Day 10 At-Sea

13º 33’ N, 056º 12’ W
Ship’s Time
13º 33’ N, 056º 12’ W
Steering 280º at 9-10 Knots
This will be the night that sticks with me from this crossing. I just got off the helm after my half-hour stint, fingertip steering, keeping the luff of the spinnaker just in line with Orion’s belt. In the lulls I’d head up a couple degrees until the belt disappeared, then soak down in the puffs until I could see the entire constellation. Normally at night you’d use the steaming light to illuminate the kite and check trim, but with not a cloud in sight, the light from the stars is plenty to keep tabs on the big spinnaker without ruining the illusion that we’re actually our own little spaceship hurtling through the galaxy.
We deserve this night after a very hot, very frustrating afternoon. After setting the kite in the pre-dawn light at the 0600 watch change yesterday, the wind gradually eased off until at 1400 it was so light that the sock on the spinnaker collapsed down on the sail just thanks to gravity. Veiko and I went on the foredeck to corral it and that was that. We motored through a sloppy sea for the next three hours, taking turns using the foredeck saltwater hose to cool off and trying desperately to find a slice of shade behind the mast to escape the sun.

§ **Input records**
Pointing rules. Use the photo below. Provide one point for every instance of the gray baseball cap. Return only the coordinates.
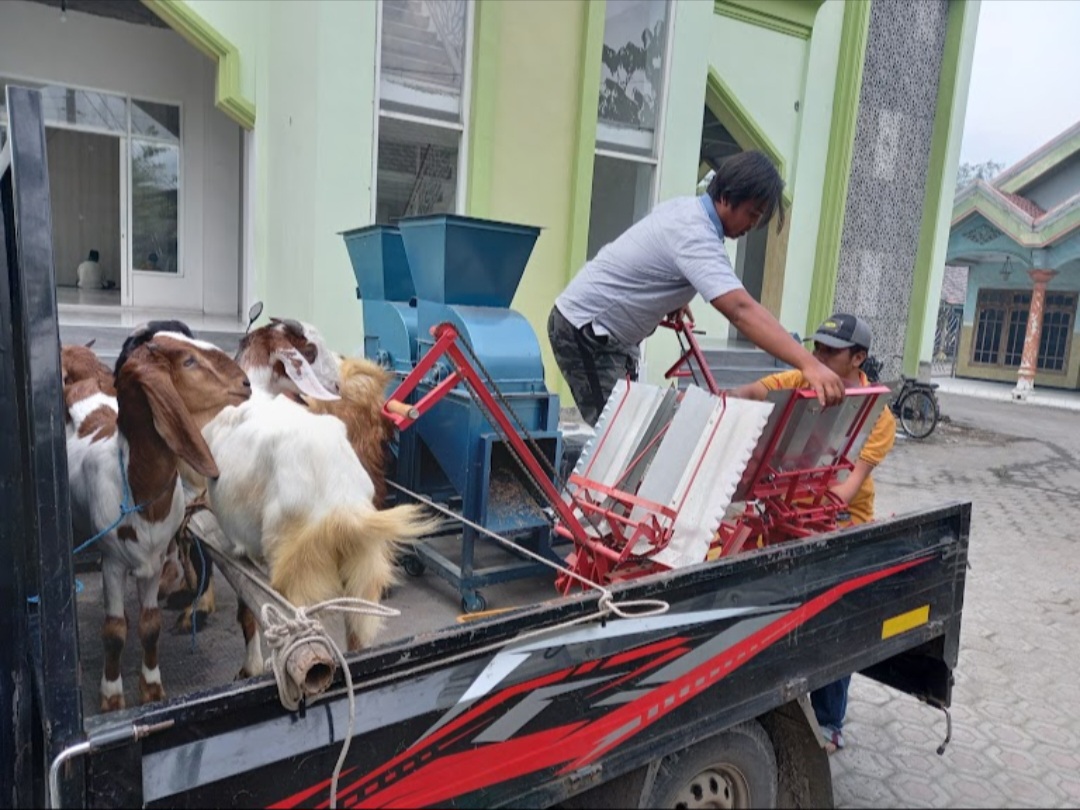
(841, 331)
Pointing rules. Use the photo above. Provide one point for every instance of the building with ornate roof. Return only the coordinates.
(1020, 237)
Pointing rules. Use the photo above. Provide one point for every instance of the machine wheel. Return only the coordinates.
(734, 769)
(918, 414)
(413, 565)
(473, 603)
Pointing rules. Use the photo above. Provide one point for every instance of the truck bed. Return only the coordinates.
(475, 714)
(211, 658)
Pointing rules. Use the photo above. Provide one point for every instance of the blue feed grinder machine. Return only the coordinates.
(445, 268)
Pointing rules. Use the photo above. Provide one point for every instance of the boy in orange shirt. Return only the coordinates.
(841, 342)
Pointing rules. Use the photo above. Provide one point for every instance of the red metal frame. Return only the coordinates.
(446, 338)
(682, 325)
(797, 503)
(780, 505)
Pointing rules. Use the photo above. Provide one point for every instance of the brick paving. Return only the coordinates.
(1016, 702)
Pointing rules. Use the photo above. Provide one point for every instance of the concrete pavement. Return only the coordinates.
(1016, 703)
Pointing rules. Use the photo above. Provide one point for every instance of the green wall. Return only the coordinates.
(238, 22)
(817, 112)
(768, 71)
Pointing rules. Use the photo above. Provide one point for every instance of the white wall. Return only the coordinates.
(84, 188)
(156, 65)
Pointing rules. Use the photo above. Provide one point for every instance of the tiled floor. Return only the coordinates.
(88, 297)
(91, 308)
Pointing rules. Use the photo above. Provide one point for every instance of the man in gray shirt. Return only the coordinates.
(657, 267)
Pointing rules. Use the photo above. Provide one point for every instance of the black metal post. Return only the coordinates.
(45, 509)
(16, 759)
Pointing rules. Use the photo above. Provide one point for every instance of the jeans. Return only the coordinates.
(831, 703)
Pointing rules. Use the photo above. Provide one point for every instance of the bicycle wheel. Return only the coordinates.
(918, 414)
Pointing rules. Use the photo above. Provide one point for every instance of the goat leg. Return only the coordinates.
(253, 659)
(149, 632)
(113, 635)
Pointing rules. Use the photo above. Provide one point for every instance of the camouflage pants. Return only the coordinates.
(591, 363)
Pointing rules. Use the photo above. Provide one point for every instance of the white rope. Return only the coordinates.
(638, 608)
(285, 633)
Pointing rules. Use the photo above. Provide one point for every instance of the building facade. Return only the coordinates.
(1020, 238)
(299, 120)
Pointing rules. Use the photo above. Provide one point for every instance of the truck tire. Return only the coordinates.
(734, 769)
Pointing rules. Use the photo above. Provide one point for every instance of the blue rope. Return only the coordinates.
(125, 509)
(199, 592)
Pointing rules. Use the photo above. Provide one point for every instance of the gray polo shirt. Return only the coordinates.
(656, 267)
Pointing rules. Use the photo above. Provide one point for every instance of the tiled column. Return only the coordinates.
(1029, 361)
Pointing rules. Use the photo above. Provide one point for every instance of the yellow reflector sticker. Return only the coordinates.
(905, 622)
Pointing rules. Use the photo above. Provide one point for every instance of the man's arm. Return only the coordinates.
(847, 488)
(755, 390)
(757, 323)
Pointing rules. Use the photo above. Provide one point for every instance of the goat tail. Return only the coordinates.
(348, 552)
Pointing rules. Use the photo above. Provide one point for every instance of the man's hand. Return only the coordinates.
(824, 381)
(685, 311)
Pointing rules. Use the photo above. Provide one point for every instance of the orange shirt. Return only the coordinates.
(877, 446)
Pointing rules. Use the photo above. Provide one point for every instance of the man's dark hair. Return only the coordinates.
(750, 176)
(144, 335)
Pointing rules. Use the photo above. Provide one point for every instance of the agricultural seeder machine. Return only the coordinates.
(649, 493)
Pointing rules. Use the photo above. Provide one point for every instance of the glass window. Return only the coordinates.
(68, 107)
(631, 75)
(154, 120)
(84, 108)
(156, 183)
(417, 170)
(622, 193)
(422, 56)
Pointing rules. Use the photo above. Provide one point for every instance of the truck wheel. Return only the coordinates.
(734, 769)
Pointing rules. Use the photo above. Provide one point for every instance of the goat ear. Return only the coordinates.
(299, 370)
(175, 424)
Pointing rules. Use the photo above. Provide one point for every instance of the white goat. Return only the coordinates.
(124, 484)
(291, 358)
(293, 495)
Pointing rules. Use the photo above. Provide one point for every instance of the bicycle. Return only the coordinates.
(915, 405)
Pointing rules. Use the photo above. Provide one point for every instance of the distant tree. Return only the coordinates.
(967, 173)
(621, 103)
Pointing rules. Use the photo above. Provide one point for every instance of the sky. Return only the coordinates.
(1025, 78)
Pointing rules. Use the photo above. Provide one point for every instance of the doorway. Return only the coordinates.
(84, 184)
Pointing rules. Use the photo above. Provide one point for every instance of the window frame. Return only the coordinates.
(655, 159)
(126, 137)
(461, 127)
(1016, 311)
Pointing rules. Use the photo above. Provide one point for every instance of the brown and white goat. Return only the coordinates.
(291, 359)
(90, 395)
(162, 390)
(293, 496)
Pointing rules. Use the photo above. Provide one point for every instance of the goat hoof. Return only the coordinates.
(179, 599)
(149, 692)
(185, 620)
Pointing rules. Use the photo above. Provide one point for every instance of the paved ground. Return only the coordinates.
(1016, 704)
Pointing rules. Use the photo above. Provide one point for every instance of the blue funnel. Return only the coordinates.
(464, 260)
(379, 264)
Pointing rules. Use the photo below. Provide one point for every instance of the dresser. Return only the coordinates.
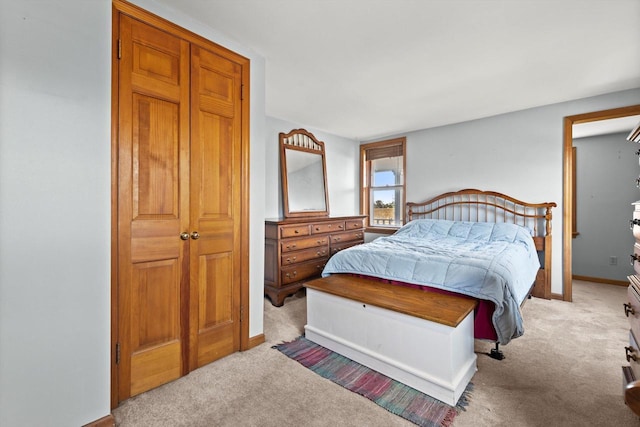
(297, 249)
(631, 373)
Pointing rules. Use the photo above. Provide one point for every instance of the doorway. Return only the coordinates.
(568, 183)
(180, 204)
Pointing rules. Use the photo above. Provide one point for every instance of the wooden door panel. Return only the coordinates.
(153, 205)
(215, 301)
(153, 240)
(155, 367)
(180, 169)
(215, 206)
(216, 197)
(154, 321)
(155, 158)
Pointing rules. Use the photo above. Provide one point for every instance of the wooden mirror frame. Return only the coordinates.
(300, 140)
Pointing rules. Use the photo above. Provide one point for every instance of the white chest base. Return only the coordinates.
(435, 359)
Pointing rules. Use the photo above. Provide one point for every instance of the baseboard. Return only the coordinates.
(256, 341)
(107, 421)
(600, 280)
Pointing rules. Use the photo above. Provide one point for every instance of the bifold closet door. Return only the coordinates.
(179, 206)
(216, 84)
(153, 206)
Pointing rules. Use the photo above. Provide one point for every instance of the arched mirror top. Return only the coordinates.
(304, 175)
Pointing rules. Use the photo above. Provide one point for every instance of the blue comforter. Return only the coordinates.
(492, 261)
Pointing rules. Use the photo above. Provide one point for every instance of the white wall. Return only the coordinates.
(518, 153)
(55, 212)
(55, 207)
(607, 168)
(343, 164)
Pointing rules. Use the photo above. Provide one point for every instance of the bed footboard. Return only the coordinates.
(421, 339)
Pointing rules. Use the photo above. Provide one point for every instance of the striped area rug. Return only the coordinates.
(395, 397)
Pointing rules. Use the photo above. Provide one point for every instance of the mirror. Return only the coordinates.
(304, 177)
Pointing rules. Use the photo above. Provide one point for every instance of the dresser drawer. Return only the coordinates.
(302, 271)
(347, 236)
(632, 306)
(339, 247)
(298, 244)
(305, 255)
(635, 258)
(294, 231)
(635, 222)
(632, 353)
(327, 227)
(353, 224)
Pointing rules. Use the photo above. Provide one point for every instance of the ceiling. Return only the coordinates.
(604, 127)
(365, 69)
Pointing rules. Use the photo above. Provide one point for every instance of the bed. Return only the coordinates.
(470, 244)
(482, 244)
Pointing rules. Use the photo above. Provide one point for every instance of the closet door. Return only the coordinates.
(153, 207)
(215, 206)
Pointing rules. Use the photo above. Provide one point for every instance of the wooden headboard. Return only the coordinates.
(490, 206)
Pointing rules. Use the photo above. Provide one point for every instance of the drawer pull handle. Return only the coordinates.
(628, 309)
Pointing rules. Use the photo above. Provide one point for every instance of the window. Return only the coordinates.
(382, 169)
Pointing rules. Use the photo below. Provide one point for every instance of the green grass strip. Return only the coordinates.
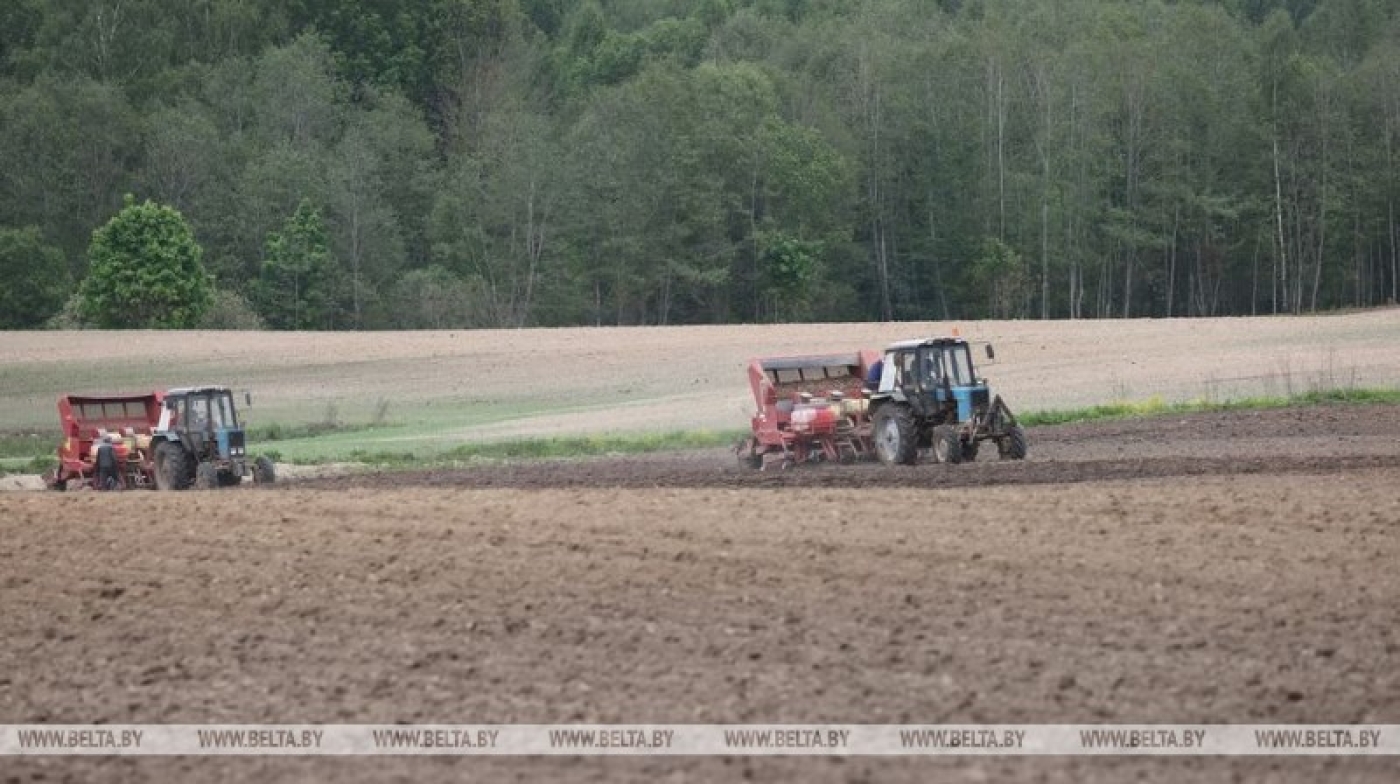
(1155, 406)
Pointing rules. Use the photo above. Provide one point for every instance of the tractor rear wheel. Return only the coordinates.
(896, 437)
(172, 469)
(1014, 447)
(947, 445)
(263, 471)
(206, 476)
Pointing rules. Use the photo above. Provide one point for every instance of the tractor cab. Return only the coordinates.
(200, 440)
(205, 420)
(935, 377)
(931, 398)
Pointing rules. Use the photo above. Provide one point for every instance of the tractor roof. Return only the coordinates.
(919, 342)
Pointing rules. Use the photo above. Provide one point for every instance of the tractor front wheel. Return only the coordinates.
(896, 437)
(947, 445)
(970, 451)
(749, 455)
(1014, 447)
(171, 466)
(263, 471)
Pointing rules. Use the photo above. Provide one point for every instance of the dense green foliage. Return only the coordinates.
(511, 163)
(146, 272)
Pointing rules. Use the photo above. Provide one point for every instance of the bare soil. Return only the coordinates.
(1201, 569)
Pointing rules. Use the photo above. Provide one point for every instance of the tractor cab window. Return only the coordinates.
(198, 413)
(906, 368)
(934, 371)
(959, 366)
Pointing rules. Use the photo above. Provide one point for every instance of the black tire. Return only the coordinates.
(206, 476)
(172, 466)
(896, 437)
(1014, 447)
(947, 445)
(263, 471)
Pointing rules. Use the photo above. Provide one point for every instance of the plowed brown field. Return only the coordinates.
(1200, 569)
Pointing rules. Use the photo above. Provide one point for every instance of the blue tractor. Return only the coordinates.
(200, 443)
(926, 395)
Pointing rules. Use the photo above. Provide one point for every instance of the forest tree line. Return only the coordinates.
(374, 164)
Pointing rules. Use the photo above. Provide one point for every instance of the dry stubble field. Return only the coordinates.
(1192, 569)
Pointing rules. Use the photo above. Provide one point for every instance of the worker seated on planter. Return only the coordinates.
(108, 471)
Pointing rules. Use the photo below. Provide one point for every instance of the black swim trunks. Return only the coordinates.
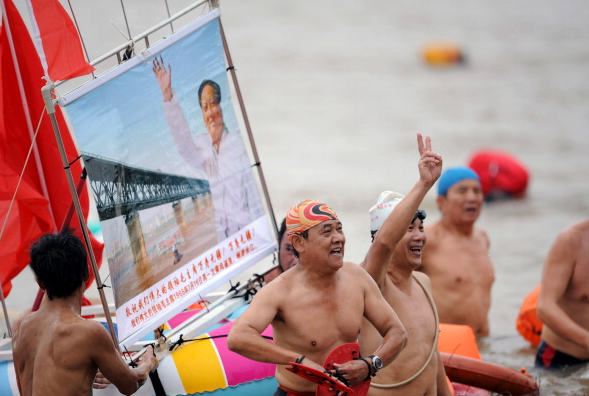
(548, 357)
(282, 392)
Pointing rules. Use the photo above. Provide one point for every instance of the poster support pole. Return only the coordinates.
(50, 106)
(231, 69)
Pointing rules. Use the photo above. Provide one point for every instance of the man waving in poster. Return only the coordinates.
(218, 153)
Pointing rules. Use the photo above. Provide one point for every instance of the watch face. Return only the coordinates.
(377, 362)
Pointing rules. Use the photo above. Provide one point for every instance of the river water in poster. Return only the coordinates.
(335, 92)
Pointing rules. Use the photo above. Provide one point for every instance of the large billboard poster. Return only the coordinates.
(177, 199)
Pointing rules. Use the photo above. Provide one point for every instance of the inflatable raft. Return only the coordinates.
(470, 375)
(204, 366)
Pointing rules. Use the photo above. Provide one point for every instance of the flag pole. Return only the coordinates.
(50, 106)
(30, 129)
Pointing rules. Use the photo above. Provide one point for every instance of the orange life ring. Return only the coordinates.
(490, 376)
(501, 174)
(442, 54)
(528, 324)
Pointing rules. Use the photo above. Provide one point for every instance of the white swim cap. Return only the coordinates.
(387, 201)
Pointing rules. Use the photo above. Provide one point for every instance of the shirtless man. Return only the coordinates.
(398, 239)
(563, 303)
(457, 254)
(56, 351)
(317, 306)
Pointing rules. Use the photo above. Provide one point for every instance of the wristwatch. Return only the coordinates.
(376, 363)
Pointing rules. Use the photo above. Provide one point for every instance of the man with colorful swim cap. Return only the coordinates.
(316, 307)
(396, 224)
(457, 254)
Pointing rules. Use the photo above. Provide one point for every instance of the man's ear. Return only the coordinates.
(440, 201)
(41, 285)
(296, 242)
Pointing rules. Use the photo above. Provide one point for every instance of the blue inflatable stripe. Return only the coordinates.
(265, 386)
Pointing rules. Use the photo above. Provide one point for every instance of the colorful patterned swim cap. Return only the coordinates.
(306, 215)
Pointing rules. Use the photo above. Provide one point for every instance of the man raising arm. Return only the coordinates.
(398, 240)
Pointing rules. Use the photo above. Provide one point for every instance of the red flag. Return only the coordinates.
(43, 197)
(60, 41)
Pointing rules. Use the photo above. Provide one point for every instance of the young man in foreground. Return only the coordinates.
(56, 351)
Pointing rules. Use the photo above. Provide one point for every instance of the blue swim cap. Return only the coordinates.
(454, 175)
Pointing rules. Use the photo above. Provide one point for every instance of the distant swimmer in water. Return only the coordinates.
(563, 303)
(456, 257)
(56, 351)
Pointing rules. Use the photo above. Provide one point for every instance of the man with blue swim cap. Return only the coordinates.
(456, 257)
(454, 175)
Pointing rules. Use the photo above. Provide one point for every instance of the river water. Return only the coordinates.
(335, 92)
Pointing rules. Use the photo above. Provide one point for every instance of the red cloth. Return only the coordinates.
(61, 43)
(43, 197)
(500, 173)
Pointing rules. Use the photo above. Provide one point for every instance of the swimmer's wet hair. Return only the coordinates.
(59, 263)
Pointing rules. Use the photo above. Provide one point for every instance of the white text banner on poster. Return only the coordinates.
(170, 176)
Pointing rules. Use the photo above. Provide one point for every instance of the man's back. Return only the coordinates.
(416, 313)
(53, 353)
(565, 288)
(461, 274)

§ **What to do**
1 > Return every line of the listing that contains the string "drawer", matching case exactly.
2 > Carry on the Day 10 at-sea log from its final sentence, adding the next part of the entry.

§ **The replies**
1 >
Pointing rules. Use the photo above. Provide one point for every instance of the dresser drawer. Return only the coordinates.
Pointing rules. Use the photo above. Provide one point for every instance of the drawer pull handle. Return only the coordinates.

2 >
I started prepping dinner around 1600, and by then the calm had smoothed out the sea and there were signs the wind was trying to fill in again from the northeast. We’d been on port tack last time the chute was up, so while the curry simmered on the stove we re-rigged the kite on the foredeck for a starboard tack hoist. Having done this spinnaker re-rig drill now several times (we have to drop it, re-rig it, and re-hoist it anytime we jibe), the crew had it sorted out in a few minutes and we managed to set sail again before the food was served.
And we’ve been sailing since. The northeasterly filled in as promised to a gentle 12-15 knots, the seas are calm and the first evening watch got to sail by the brilliant light of the waxing moon, which is just short of half-full, and now the graveyard shift is steering to the stars.
As I write, we’re inside the 200-miles-to-go mark and now definitely at risk of snapping out of the at-sea magic spell we’ve been under, but thus far I’m proud of the crew for staying in the moment. I’ll say though it’s pretty effortless on a night like this one.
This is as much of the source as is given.